**REQUIREMENTS:** Copy out the data below as written; omit any images.

**MATERIAL FOR THIS TASK:**
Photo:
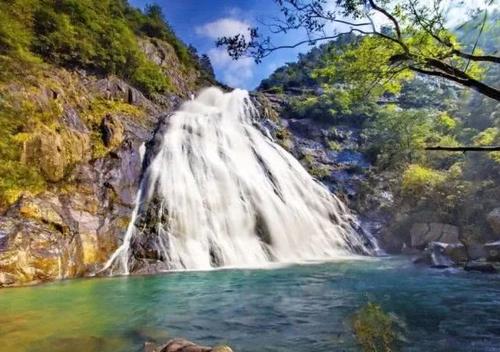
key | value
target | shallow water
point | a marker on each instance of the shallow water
(295, 308)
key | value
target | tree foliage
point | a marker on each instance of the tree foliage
(415, 37)
(97, 35)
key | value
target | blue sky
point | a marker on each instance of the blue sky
(200, 22)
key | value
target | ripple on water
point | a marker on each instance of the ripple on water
(294, 308)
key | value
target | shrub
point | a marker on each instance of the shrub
(420, 180)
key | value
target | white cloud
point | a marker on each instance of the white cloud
(233, 72)
(223, 27)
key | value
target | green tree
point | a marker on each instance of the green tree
(416, 38)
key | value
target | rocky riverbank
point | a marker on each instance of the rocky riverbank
(182, 345)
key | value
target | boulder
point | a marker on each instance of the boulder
(480, 267)
(493, 219)
(423, 233)
(445, 254)
(182, 345)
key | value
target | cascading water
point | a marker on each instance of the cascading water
(221, 193)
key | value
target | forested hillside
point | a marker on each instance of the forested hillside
(397, 120)
(50, 51)
(83, 86)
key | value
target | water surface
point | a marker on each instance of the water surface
(296, 308)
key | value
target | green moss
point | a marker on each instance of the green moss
(16, 178)
(374, 329)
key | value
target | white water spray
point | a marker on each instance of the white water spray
(230, 196)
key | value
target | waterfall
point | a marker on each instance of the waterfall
(221, 193)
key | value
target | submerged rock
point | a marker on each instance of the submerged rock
(182, 345)
(442, 255)
(480, 267)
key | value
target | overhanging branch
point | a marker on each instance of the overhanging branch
(486, 148)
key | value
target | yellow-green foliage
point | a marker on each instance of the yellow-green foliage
(490, 136)
(418, 179)
(28, 108)
(99, 35)
(374, 329)
(98, 108)
(361, 65)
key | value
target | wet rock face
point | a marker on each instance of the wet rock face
(424, 233)
(71, 228)
(493, 219)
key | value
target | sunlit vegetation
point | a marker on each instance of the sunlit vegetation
(99, 36)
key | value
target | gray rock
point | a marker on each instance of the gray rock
(492, 250)
(480, 267)
(445, 254)
(493, 219)
(423, 233)
(182, 345)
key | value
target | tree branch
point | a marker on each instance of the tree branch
(389, 16)
(489, 148)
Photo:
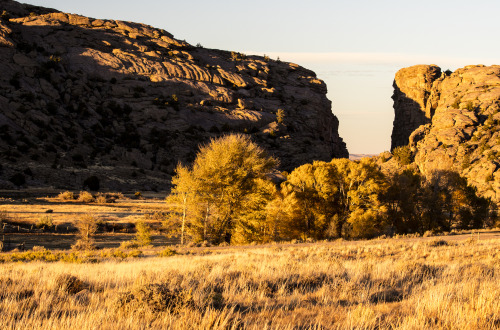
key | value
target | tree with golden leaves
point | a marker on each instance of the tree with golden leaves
(216, 190)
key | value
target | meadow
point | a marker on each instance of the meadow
(450, 282)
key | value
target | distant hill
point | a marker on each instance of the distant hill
(125, 102)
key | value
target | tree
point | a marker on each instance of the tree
(214, 191)
(360, 186)
(324, 197)
(310, 190)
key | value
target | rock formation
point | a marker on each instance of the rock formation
(126, 102)
(412, 103)
(463, 133)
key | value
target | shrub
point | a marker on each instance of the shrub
(70, 284)
(87, 227)
(156, 297)
(280, 116)
(168, 252)
(143, 234)
(92, 183)
(403, 155)
(65, 196)
(101, 199)
(85, 197)
(44, 221)
(129, 245)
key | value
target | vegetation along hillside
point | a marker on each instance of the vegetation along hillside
(125, 102)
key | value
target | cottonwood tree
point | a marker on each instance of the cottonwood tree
(226, 175)
(325, 197)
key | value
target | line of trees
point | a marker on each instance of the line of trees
(228, 195)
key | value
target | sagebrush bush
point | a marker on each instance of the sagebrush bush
(45, 221)
(85, 197)
(66, 196)
(403, 155)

**EXPECTED OUTPUT:**
Photo:
key | value
target | shallow water
point | a marker on each instance of the shallow water
(295, 308)
key | value
target | tree foliage
point | a marker on each instance of the tree foliage
(415, 37)
(97, 35)
key | value
target | blue sky
point | a marker on each instance of the blue sky
(200, 22)
key | value
target | ripple on water
point | a marker on each instance of the ripple on water
(294, 308)
key | value
target | shrub
point | a marker on each instance of the shrub
(420, 180)
key | value
target | white cloud
point | a marker on each instance of the white cloud
(233, 72)
(223, 27)
key | value
target | green tree
point | a marker on each instance of the green tree
(416, 38)
key | value
target | rocky riverbank
point | a marker on each instance of the rocky riverbank
(182, 345)
key | value
target | boulder
point | a marker on each instance of the boulder
(480, 267)
(493, 219)
(423, 233)
(445, 254)
(182, 345)
key | value
target | cascading water
point | a marker on each instance of the cascading water
(221, 193)
key | value
target | forested hillside
point | a marker on each instance of the forested hillside
(397, 120)
(50, 51)
(83, 86)
key | value
target | water surface
point | a marker on each instance of the water surface
(296, 308)
key | value
target | green moss
point | a marker on each instance of the green moss
(16, 178)
(374, 329)
key | value
target | white water spray
point | a marker on each instance of the white water spray
(230, 196)
key | value
target | waterfall
point | a marker on each instance of the waterfall
(221, 193)
key | value
target | submerged rock
point | a marker on each instance of the submerged rock
(182, 345)
(442, 255)
(480, 267)
key | value
target | overhanging branch
point | a marker on each instance of the overhanging branch
(486, 148)
key | value
target | yellow-green foliage
point | a marker on each instance of the yellow-green foliage
(490, 136)
(418, 179)
(28, 108)
(99, 35)
(374, 329)
(98, 108)
(361, 65)
key | value
target | wet rock face
point | a marker on each instance of the wet rock face
(424, 233)
(71, 228)
(493, 219)
key | value
target | sunlit vegetation
point | a marker on each instance of the sunlit vegetation
(99, 36)
key | value
target | gray rock
point | a marker on each instance of the gray rock
(492, 250)
(480, 267)
(445, 254)
(493, 219)
(423, 233)
(182, 345)
key | value
target | tree branch
point | a marker on each instance of the tree branch
(389, 16)
(489, 148)
Photo:
key | value
target | tree with golden leaves
point | a marker on each instance of the tree with golden leaves
(216, 190)
key | value
target | meadow
point | a marker on each instance of the meadow
(450, 282)
key | value
target | distant hill
point | a marker on each instance of the distant hill
(125, 102)
key | value
target | tree
point | a marker on each instance of the tree
(214, 191)
(360, 186)
(324, 197)
(310, 190)
key | value
target | rock formation
point | a marker on each instance of the rock formation
(126, 102)
(412, 103)
(463, 133)
key | value
target | shrub
point | a marker on each instance of the shrub
(70, 284)
(87, 227)
(156, 297)
(280, 116)
(168, 252)
(143, 234)
(92, 183)
(403, 155)
(65, 196)
(101, 199)
(85, 197)
(44, 221)
(129, 245)
key | value
target | vegetation along hillside
point | a marker on each instance of the vegetation along hillside
(125, 102)
key | value
target | cottonwood tree
point | a marker on each instance of the cottonwood tree
(226, 175)
(325, 197)
key | value
target | line of trees
point | a marker on each instance of the line of trees
(228, 195)
key | value
target | sagebrush bush
point | a marker on each instance of the sagebrush bush
(45, 221)
(85, 197)
(66, 196)
(403, 155)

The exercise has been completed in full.